▶ ACTIVITY LIST
(a) List every factor that the calorie-counting text says determines how many calories our bodies need to sustain weight.
(b) Answer these questions from the calorie-counting text, one answer per line, marked the same way:
(i) What does the text call an epidemic in some demographic groups?
(ii) What happens to weight when the daily number of calories is exceeded for a while?
(iii) What does the writer not remember the last time of doing?
(c) Continue the calorie-counting text from where it stops.

▶ TEXT FOR ANALYSIS
I don’t remember the last time I counted calories. Maybe that explains the snug fit of my shorts and slacks.
People are fatter today, more so than ever in the country’s history. Obesity is an epidemic in some demographic groups. One of the reasons is that most of us don’t pay attention to the math of calorie counting.
Math is easy. Counting calories is not. It takes effort to determine how many calories there are in what we eat. It takes effort to remember how many calories we’ve counted through the course of the day. And it takes effort to subtract the total calories from our daily limit.
What? There’s a daily limit to the number of calories we should have?
Yes. Calorie counting is math. So is calorie consumption. Our bodies need a certain number of calories to sustain weight, based upon our size, metabolism, exercise, and genes.
Exceed that daily number for awhile, whatever it is, and weight begins to go up. Reduce the number of calories and weight should drop. That part of the math is easy.

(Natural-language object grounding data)
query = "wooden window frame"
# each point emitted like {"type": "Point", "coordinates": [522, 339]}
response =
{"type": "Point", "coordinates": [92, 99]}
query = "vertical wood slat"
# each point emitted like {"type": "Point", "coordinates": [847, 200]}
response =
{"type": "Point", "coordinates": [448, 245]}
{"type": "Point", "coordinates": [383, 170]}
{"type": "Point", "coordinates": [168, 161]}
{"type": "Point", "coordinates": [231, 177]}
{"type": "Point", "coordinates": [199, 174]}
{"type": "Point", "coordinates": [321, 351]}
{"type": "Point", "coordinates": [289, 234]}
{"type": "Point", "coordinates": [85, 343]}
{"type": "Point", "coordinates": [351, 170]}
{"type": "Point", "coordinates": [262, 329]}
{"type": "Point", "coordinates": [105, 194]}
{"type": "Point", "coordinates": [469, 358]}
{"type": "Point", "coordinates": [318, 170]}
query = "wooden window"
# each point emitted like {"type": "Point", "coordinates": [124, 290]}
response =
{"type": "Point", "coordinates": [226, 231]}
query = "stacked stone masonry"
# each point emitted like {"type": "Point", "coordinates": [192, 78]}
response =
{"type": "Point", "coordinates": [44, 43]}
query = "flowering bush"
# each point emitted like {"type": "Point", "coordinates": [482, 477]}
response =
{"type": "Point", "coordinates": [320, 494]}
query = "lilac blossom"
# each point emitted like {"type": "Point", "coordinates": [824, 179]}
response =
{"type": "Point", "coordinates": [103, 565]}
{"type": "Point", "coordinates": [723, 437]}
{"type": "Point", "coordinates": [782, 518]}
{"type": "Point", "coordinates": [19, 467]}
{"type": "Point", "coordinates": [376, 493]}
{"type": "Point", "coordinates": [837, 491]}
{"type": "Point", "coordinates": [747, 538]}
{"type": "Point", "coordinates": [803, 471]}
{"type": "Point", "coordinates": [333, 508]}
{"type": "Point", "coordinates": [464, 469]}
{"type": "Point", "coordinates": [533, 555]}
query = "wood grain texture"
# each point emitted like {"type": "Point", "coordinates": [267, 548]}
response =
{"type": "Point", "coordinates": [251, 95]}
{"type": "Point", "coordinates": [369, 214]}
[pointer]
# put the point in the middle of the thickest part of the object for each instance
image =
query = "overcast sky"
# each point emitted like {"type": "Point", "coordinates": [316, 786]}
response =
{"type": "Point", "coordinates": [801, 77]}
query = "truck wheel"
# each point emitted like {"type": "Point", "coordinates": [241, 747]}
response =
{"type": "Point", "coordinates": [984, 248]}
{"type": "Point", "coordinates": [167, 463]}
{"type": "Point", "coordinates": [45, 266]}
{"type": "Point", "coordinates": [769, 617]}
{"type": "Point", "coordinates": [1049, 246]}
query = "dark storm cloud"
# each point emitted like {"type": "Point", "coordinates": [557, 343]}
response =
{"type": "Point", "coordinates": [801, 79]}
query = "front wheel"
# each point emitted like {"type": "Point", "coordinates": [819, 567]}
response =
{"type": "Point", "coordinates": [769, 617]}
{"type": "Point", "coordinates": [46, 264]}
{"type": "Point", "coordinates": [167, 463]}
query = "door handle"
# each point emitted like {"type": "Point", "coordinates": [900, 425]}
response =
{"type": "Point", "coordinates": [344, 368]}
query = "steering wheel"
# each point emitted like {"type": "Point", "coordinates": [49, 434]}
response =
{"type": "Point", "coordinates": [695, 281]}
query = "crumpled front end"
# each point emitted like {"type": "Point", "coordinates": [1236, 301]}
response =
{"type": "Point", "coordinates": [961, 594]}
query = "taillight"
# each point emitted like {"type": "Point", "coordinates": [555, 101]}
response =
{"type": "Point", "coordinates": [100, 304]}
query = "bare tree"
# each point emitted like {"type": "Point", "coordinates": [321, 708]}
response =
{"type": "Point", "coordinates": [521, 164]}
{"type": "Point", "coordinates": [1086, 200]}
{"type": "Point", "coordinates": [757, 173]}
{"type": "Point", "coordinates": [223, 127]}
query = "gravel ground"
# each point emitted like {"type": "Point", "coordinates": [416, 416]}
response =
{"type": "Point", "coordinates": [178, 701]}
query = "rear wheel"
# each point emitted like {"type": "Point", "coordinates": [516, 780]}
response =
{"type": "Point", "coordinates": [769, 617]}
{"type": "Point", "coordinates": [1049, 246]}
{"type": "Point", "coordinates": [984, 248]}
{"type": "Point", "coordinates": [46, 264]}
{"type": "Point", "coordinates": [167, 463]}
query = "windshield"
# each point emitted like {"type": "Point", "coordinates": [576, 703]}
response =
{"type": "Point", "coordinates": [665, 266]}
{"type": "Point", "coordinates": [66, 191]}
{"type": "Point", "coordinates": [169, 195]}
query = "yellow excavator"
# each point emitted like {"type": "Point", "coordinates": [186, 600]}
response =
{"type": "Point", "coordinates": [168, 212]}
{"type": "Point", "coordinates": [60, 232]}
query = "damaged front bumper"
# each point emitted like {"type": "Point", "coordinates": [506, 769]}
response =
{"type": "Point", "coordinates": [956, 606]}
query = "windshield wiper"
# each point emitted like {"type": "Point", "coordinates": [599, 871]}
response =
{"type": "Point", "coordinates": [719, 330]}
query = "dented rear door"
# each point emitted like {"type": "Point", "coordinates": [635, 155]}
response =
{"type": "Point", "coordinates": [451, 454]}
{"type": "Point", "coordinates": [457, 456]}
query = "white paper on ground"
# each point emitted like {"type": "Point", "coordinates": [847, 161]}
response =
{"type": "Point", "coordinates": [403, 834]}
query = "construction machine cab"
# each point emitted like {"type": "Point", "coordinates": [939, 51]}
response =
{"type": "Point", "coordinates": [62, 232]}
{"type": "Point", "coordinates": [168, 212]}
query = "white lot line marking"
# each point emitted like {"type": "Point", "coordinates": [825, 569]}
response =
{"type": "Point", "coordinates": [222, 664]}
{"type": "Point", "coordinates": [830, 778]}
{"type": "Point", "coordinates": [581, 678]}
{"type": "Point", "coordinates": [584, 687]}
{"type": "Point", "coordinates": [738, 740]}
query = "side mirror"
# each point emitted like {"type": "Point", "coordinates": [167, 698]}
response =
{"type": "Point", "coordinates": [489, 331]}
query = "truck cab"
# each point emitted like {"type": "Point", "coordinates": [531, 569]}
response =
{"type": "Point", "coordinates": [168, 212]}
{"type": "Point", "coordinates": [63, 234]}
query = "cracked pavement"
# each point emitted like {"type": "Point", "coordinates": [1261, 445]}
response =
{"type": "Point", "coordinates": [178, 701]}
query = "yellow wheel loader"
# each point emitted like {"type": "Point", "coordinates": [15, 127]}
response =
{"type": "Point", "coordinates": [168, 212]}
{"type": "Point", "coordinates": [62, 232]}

▶ PER-TASK OUTPUTS
(a) size, metabolism, exercise, genes

(b)
(i) Obesity
(ii) Weight begins to go up.
(iii) Counting calories

(c)
Not so easy to figure out are all the other variables. Metabolism goes up and down because of other influences. Fat plays a part, too. So does exercise. So does our vision. Trust me, I can gain weight just looking at piece of double fudge chocolate cake with chocolate icing.
Think about it. How many calories should you take in each day to maintain your weight (all other factors remaining somewhat constant)? Maybe 2,000? Maybe more?
Assume that your daily caloric intake should be about 2,500 calories. How many calories was in your breakfast? How many for lunch? How many for dinner? How many for the 14 snacks between breakfast, lunch, dinner and bedtime?
See the problem? We have no idea. Is it any wonder much of the country’s inhabitants are overweight?
Counting calories is tough work. I’ve been trying to figure out my breakfast and lunch. That made me tired. Now I need a snack and a nap.